### Task requirements
Could you transcribe every entry below exactly, leaving out the pictures?

═════ Data ═════

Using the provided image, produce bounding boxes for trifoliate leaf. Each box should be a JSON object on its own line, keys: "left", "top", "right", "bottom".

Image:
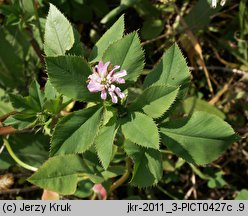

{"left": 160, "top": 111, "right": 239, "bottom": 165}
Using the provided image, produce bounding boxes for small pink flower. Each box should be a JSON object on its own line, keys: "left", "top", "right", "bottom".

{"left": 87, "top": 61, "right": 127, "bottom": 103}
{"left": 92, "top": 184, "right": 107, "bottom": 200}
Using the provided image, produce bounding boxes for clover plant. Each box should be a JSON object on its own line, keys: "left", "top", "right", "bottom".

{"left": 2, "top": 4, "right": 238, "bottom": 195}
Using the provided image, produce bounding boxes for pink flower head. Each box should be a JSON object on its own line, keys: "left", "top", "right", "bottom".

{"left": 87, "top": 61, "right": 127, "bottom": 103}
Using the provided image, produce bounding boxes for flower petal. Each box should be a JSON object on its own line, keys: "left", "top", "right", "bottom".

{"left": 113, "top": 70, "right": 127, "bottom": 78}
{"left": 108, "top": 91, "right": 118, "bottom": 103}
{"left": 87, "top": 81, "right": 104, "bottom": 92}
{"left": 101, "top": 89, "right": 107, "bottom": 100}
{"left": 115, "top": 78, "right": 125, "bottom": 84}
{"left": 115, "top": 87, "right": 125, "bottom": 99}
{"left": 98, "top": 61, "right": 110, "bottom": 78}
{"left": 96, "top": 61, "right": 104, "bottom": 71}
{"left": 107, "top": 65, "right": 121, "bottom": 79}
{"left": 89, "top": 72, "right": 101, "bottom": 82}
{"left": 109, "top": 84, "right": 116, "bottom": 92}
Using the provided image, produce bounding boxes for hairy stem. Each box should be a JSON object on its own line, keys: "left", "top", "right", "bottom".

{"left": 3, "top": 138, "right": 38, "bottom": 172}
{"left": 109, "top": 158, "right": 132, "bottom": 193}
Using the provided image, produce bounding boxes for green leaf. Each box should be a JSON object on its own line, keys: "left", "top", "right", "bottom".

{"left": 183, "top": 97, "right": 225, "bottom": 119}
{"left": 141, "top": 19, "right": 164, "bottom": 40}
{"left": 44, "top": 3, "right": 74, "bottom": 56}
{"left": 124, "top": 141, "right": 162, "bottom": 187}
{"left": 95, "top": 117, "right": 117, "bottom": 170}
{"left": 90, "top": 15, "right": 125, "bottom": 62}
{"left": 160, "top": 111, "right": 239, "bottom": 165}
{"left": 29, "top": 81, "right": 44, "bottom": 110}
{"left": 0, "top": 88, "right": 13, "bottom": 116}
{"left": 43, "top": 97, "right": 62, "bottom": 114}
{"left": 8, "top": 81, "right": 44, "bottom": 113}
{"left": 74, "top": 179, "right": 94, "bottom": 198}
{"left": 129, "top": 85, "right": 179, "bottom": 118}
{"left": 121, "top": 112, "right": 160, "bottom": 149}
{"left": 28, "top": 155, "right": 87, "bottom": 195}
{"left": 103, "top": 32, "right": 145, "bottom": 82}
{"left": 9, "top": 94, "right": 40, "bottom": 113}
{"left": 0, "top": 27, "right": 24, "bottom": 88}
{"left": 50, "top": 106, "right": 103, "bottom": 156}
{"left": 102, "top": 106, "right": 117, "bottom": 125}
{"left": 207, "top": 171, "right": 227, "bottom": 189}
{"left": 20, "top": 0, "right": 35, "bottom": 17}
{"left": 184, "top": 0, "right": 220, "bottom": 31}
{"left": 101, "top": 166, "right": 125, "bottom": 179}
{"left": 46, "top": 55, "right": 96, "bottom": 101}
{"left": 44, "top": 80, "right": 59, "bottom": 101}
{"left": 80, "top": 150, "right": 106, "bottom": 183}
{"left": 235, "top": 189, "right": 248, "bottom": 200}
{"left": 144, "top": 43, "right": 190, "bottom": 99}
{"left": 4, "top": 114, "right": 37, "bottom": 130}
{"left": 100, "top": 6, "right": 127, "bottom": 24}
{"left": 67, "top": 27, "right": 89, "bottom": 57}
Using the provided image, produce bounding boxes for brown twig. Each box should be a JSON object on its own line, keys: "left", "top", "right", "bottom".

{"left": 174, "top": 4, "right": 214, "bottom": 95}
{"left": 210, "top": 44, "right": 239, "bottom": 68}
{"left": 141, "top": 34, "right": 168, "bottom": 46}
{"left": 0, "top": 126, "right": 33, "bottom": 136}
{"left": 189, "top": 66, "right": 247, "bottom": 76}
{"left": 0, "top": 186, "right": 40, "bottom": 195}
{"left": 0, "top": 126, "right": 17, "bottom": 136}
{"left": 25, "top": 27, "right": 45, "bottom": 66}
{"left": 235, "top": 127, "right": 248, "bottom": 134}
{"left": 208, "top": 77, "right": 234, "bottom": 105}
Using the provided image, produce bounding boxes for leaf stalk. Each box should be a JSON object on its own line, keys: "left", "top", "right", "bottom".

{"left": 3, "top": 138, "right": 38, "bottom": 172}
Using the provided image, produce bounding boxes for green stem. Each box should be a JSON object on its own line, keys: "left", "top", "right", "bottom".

═════

### Answer section
Using the provided image, produce bounding boxes for trifoliate leaf. Each box should be a JSON object on its own line, keys: "left", "top", "right", "bottom".

Image:

{"left": 160, "top": 111, "right": 239, "bottom": 165}
Using the provided image, produce bounding boxes for small pink flower. Each box should be a JSON object on its own line, keys: "left", "top", "right", "bottom".

{"left": 87, "top": 61, "right": 127, "bottom": 103}
{"left": 92, "top": 184, "right": 107, "bottom": 200}
Using the provided image, produce bounding boxes for clover plant. Each box should be a JSON object on its own line, keys: "left", "top", "right", "bottom".

{"left": 2, "top": 4, "right": 238, "bottom": 195}
Using the provided image, produce bounding boxes for pink flower head. Each box should be a JSON object on its own line, keys: "left", "top", "right", "bottom".

{"left": 87, "top": 61, "right": 127, "bottom": 103}
Using the provided image, produce bounding boxes for flower petal. Each box should be a JSON object on its own line, keys: "left", "top", "right", "bottom".

{"left": 113, "top": 70, "right": 127, "bottom": 78}
{"left": 108, "top": 91, "right": 118, "bottom": 103}
{"left": 87, "top": 81, "right": 104, "bottom": 92}
{"left": 101, "top": 89, "right": 107, "bottom": 100}
{"left": 115, "top": 78, "right": 125, "bottom": 84}
{"left": 115, "top": 87, "right": 125, "bottom": 99}
{"left": 98, "top": 61, "right": 110, "bottom": 78}
{"left": 96, "top": 61, "right": 104, "bottom": 71}
{"left": 107, "top": 65, "right": 121, "bottom": 79}
{"left": 89, "top": 72, "right": 101, "bottom": 82}
{"left": 109, "top": 84, "right": 116, "bottom": 92}
Using the provided image, produce bounding boxes for hairy stem. Each box should be a JSON object on its own line, keys: "left", "top", "right", "bottom".

{"left": 3, "top": 138, "right": 38, "bottom": 172}
{"left": 109, "top": 158, "right": 132, "bottom": 193}
Using the provided image, produce bounding boxes for green leaf. Each box should be a JSON object on its own line, keys: "left", "top", "right", "bottom".

{"left": 183, "top": 97, "right": 225, "bottom": 119}
{"left": 141, "top": 19, "right": 164, "bottom": 40}
{"left": 44, "top": 3, "right": 74, "bottom": 56}
{"left": 124, "top": 141, "right": 162, "bottom": 187}
{"left": 95, "top": 117, "right": 117, "bottom": 170}
{"left": 90, "top": 15, "right": 125, "bottom": 62}
{"left": 160, "top": 111, "right": 239, "bottom": 165}
{"left": 29, "top": 81, "right": 44, "bottom": 110}
{"left": 0, "top": 88, "right": 13, "bottom": 116}
{"left": 43, "top": 97, "right": 62, "bottom": 114}
{"left": 8, "top": 81, "right": 44, "bottom": 113}
{"left": 74, "top": 179, "right": 94, "bottom": 198}
{"left": 129, "top": 85, "right": 179, "bottom": 118}
{"left": 121, "top": 112, "right": 160, "bottom": 149}
{"left": 28, "top": 155, "right": 87, "bottom": 195}
{"left": 103, "top": 32, "right": 145, "bottom": 82}
{"left": 9, "top": 94, "right": 40, "bottom": 113}
{"left": 0, "top": 27, "right": 24, "bottom": 88}
{"left": 50, "top": 106, "right": 103, "bottom": 156}
{"left": 102, "top": 106, "right": 117, "bottom": 125}
{"left": 207, "top": 171, "right": 227, "bottom": 189}
{"left": 20, "top": 0, "right": 35, "bottom": 17}
{"left": 184, "top": 0, "right": 220, "bottom": 31}
{"left": 101, "top": 166, "right": 125, "bottom": 179}
{"left": 46, "top": 55, "right": 96, "bottom": 101}
{"left": 44, "top": 80, "right": 59, "bottom": 101}
{"left": 80, "top": 150, "right": 106, "bottom": 183}
{"left": 235, "top": 189, "right": 248, "bottom": 200}
{"left": 144, "top": 43, "right": 190, "bottom": 99}
{"left": 4, "top": 114, "right": 37, "bottom": 130}
{"left": 100, "top": 6, "right": 127, "bottom": 24}
{"left": 67, "top": 27, "right": 89, "bottom": 57}
Using the provided image, produce bounding boxes for brown twig. Each box should be a JSON object on its own line, keys: "left", "top", "right", "bottom".

{"left": 174, "top": 4, "right": 214, "bottom": 95}
{"left": 210, "top": 44, "right": 239, "bottom": 68}
{"left": 141, "top": 34, "right": 168, "bottom": 46}
{"left": 0, "top": 126, "right": 33, "bottom": 136}
{"left": 189, "top": 66, "right": 247, "bottom": 76}
{"left": 0, "top": 186, "right": 40, "bottom": 195}
{"left": 0, "top": 126, "right": 17, "bottom": 136}
{"left": 25, "top": 27, "right": 45, "bottom": 66}
{"left": 235, "top": 127, "right": 248, "bottom": 134}
{"left": 208, "top": 77, "right": 234, "bottom": 105}
Using the provided image, produce bounding boxes for leaf stalk. Each box should be a JSON object on its own line, keys: "left", "top", "right", "bottom".

{"left": 3, "top": 138, "right": 38, "bottom": 172}
Using the provided image, produce bounding boxes for green stem. Each box should be a JSON object on its own line, keys: "left", "top", "right", "bottom".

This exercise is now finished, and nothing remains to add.